(RAW RECORDS)

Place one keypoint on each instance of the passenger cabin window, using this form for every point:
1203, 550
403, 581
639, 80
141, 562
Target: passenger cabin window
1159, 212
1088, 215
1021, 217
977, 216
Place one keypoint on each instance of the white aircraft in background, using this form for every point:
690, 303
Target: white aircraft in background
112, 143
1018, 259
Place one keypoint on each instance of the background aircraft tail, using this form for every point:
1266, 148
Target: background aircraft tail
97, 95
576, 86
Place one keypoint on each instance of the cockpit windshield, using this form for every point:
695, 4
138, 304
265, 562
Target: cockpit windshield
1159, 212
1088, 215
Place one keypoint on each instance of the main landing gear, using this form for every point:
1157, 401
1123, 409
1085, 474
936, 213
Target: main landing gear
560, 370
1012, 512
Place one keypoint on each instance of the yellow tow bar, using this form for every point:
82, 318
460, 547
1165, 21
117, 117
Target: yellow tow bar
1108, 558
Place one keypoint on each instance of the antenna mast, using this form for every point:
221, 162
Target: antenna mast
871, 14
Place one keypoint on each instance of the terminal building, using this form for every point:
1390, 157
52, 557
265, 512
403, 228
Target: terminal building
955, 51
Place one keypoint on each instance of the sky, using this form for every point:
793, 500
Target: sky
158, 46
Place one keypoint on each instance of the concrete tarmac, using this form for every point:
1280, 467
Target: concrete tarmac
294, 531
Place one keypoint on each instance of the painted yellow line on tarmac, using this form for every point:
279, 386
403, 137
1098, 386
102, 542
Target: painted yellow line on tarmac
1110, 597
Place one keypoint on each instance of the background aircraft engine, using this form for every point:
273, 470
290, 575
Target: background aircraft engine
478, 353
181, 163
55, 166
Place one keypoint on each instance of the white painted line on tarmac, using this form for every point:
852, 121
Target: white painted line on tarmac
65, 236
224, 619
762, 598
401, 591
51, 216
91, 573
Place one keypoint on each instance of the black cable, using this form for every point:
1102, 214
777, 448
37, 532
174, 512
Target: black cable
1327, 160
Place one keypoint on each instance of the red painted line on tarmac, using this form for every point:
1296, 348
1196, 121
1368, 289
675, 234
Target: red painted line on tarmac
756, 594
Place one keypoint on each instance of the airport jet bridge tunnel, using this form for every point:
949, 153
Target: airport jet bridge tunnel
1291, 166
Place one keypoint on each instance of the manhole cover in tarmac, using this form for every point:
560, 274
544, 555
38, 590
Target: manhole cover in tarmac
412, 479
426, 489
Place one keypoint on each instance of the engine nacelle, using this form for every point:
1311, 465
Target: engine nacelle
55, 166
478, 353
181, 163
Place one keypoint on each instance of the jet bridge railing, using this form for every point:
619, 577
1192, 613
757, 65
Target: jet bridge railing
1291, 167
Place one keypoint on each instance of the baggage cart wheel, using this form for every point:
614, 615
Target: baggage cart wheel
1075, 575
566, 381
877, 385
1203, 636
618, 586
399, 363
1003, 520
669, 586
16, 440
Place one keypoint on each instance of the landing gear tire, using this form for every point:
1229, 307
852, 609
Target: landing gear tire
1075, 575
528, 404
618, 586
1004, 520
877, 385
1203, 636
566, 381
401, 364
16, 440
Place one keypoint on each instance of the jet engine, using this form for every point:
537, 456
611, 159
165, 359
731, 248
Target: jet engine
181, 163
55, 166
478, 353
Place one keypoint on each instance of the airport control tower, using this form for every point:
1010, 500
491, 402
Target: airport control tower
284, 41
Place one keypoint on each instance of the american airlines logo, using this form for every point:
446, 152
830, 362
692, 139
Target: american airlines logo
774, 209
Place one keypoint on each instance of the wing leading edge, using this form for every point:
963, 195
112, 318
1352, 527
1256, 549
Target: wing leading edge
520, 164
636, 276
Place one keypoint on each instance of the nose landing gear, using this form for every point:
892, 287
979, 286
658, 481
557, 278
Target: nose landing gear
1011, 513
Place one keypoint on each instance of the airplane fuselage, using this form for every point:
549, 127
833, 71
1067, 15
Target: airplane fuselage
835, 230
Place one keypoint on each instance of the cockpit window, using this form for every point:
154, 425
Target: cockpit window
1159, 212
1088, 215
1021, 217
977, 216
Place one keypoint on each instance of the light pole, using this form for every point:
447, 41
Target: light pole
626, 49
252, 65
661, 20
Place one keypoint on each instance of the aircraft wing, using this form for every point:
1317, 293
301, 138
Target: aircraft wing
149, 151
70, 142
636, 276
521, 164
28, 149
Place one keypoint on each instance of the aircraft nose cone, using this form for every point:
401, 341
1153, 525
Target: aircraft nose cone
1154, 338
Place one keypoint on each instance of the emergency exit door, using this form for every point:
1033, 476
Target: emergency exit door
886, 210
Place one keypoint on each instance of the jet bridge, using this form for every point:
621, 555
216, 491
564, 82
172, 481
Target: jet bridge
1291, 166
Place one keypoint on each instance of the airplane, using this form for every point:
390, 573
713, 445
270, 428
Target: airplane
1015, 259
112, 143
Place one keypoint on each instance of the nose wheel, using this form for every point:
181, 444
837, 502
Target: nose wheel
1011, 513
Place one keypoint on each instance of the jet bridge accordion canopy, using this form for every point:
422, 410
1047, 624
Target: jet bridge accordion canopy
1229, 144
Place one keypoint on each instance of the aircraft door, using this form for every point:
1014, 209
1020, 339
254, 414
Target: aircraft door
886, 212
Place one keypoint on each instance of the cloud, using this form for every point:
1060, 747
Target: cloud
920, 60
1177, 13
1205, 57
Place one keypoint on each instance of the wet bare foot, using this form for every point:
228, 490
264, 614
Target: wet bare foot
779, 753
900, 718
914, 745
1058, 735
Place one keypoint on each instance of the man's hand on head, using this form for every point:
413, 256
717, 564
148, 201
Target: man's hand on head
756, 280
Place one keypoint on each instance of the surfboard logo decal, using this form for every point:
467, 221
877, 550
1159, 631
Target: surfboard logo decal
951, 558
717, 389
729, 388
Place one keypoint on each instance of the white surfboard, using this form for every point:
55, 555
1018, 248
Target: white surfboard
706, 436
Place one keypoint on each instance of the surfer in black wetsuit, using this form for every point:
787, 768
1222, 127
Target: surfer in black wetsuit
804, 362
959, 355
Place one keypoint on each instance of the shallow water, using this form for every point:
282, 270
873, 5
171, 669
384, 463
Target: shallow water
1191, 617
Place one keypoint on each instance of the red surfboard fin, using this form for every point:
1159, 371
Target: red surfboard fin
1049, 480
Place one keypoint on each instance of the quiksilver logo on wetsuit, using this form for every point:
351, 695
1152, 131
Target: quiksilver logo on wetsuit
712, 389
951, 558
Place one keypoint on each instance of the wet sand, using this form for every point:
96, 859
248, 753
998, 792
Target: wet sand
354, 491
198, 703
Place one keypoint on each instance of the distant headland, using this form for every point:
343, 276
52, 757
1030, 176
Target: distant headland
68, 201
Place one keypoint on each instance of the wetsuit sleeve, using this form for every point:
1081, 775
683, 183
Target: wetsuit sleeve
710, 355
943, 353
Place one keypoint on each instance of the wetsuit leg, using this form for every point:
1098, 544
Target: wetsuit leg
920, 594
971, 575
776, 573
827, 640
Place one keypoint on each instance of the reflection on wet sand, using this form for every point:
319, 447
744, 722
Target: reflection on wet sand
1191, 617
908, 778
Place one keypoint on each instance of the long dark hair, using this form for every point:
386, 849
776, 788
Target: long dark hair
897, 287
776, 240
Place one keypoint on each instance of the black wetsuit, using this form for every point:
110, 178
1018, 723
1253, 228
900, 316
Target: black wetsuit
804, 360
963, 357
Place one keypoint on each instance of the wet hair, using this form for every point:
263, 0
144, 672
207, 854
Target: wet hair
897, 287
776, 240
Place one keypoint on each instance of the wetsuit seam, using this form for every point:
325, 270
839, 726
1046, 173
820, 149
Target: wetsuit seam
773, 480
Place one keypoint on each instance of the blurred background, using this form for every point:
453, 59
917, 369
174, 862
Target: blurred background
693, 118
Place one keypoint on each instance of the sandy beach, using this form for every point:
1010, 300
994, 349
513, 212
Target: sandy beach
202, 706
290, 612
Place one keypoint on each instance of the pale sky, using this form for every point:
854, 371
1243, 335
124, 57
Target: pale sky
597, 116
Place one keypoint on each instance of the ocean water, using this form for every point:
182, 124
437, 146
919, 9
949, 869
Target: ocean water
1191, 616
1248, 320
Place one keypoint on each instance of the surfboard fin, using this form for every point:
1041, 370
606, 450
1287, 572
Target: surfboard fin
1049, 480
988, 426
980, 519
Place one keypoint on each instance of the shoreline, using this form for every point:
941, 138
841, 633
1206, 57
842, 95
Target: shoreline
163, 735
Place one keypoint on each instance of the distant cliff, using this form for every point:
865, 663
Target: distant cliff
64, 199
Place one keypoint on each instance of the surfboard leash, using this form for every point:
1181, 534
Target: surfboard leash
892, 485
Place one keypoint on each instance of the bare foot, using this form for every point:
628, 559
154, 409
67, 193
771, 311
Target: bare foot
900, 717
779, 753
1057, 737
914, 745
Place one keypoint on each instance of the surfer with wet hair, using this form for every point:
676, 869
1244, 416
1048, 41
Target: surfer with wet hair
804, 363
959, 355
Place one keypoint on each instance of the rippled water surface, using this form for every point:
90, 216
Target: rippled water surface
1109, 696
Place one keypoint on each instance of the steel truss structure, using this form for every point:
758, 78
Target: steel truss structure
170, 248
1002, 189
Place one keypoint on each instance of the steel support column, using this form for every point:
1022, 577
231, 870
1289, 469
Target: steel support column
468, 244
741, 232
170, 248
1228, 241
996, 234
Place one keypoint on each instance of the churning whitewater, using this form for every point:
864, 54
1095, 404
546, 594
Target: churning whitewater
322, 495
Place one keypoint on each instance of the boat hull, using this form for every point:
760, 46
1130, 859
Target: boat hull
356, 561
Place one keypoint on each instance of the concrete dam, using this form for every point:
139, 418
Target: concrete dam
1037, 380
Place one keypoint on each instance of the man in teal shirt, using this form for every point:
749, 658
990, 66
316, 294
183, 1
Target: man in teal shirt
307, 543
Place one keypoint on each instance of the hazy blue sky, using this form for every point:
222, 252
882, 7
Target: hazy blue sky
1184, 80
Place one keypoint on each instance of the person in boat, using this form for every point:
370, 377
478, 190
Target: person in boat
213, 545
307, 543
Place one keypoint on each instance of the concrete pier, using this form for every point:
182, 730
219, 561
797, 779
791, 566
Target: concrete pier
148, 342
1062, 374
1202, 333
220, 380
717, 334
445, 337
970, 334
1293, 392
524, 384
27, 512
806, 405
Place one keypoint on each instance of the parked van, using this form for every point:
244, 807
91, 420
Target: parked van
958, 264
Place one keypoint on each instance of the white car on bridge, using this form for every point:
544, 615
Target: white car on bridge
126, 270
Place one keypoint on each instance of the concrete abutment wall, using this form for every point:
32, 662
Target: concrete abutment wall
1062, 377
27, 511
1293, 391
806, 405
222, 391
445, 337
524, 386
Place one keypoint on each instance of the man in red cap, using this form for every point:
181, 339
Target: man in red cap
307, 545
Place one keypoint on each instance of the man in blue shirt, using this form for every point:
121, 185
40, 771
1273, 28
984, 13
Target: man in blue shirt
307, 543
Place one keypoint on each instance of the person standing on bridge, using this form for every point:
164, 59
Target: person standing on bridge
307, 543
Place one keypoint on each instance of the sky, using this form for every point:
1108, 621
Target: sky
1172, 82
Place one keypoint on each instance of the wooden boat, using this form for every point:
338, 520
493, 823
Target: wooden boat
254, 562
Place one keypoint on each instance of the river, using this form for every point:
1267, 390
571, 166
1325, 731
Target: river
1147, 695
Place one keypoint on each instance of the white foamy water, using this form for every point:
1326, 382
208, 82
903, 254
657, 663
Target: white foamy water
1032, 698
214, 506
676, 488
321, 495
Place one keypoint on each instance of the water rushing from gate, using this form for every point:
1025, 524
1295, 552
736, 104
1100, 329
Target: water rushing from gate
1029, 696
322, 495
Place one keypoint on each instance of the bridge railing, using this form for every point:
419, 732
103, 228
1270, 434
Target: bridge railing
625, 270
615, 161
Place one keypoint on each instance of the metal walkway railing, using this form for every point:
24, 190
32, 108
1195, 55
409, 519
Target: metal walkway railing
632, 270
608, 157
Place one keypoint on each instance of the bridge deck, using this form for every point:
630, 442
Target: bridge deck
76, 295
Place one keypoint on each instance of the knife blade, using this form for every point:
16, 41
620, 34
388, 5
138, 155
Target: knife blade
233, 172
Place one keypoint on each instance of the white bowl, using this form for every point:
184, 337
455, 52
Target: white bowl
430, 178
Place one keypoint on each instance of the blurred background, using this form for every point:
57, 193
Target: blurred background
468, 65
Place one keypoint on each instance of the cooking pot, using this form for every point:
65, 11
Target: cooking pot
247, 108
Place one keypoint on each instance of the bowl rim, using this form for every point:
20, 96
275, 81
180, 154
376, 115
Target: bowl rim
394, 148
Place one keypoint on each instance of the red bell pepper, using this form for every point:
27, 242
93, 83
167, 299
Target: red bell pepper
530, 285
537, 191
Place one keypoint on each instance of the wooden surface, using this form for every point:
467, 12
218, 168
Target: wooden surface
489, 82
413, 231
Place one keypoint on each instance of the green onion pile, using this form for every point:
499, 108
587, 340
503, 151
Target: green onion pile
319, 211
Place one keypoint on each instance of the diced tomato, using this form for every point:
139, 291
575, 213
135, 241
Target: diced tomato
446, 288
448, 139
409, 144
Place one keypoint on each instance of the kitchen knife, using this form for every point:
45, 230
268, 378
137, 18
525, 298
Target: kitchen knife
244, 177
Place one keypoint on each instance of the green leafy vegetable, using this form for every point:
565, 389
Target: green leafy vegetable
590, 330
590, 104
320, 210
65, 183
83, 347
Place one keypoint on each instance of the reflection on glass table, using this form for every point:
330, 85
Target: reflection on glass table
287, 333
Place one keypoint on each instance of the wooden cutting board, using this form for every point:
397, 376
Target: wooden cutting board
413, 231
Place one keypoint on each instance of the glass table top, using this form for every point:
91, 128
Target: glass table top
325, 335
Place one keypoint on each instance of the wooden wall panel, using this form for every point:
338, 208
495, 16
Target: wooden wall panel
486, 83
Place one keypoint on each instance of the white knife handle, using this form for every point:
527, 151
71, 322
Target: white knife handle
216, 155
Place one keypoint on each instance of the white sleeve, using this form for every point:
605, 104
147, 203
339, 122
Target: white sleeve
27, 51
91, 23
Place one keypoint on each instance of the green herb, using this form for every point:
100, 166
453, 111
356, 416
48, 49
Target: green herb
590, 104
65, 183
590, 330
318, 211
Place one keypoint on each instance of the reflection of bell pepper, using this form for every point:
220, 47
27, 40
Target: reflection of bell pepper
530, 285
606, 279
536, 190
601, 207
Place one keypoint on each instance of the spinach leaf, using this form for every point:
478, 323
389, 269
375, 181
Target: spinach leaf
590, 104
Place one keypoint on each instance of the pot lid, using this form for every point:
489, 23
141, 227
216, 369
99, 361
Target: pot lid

(GIVEN EXERCISE)
Return only the lines running from the line with "Place one keypoint on each instance of the green leafy" to the last line of the records, both included, exactly as written.

(OUTPUT BELOW)
Place one keypoint on each instance of the green leafy vegetable, using this form for every point:
565, 389
Target: green leafy vegetable
590, 330
590, 104
320, 210
65, 183
83, 347
Place one keypoint on each instance of the reflection on glass table, using this form for every point:
330, 85
Target: reflection on glass table
287, 333
Place one keypoint on each instance of the wooden cutting board, using this form for every point:
397, 376
Target: wooden cutting board
413, 231
Place one keypoint on each instance of the glass table top, using this form for every point:
91, 128
Target: glass table top
325, 335
Place one keypoint on each instance of the wooden wall panel, using this form for every point:
338, 208
495, 16
Target: wooden wall panel
486, 83
Place one keypoint on each instance of the white knife handle, using this form for every point:
527, 151
71, 322
Target: white knife handle
216, 155
Place one keypoint on each instance of the white sleeve, using this form for every point:
605, 104
147, 203
339, 122
Target: white sleeve
27, 51
91, 23
Place one keypoint on each instance of the green herb, using this form for every point:
100, 166
453, 111
356, 416
48, 49
Target: green herb
590, 104
65, 183
590, 330
318, 211
Place one keypoint on each instance of the reflection of bell pepper, using this form for every point:
220, 47
27, 40
Target: reflection of bell pepper
530, 285
606, 279
536, 190
601, 207
Place one keypoint on each instance of the spinach leaf, using this form for every point:
478, 323
389, 269
375, 181
Target: spinach leaf
590, 104
Place one keypoint on each instance of the pot lid, using this form for every point:
489, 23
141, 227
216, 369
99, 361
Target: pot lid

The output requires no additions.